List every line from the records below that contains the string "Target".

• [Task data]
========================
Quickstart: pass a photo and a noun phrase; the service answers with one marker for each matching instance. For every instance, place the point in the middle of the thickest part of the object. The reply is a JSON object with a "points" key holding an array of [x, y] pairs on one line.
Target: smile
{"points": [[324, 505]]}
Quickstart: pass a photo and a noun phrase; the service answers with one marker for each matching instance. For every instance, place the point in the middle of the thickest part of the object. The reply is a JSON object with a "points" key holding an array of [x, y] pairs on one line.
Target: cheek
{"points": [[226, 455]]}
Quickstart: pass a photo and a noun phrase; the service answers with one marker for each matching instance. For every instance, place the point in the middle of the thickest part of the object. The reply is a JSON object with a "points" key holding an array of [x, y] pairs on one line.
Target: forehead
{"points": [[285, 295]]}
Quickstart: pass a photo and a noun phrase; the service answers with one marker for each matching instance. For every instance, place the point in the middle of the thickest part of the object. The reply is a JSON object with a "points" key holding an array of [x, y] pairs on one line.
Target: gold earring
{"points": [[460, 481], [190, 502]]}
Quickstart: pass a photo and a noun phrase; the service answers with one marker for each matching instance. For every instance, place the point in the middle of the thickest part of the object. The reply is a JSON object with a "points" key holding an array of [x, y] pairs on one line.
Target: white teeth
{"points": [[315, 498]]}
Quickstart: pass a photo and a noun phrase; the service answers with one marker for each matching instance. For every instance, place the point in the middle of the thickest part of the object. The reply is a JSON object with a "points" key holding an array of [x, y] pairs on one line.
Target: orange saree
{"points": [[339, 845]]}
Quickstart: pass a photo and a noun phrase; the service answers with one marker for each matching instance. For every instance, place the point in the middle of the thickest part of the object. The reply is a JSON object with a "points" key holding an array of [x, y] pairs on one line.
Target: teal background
========================
• [Result below]
Target: smile
Target: cheek
Target: forehead
Target: gold earring
Target: white teeth
Target: orange saree
Target: teal background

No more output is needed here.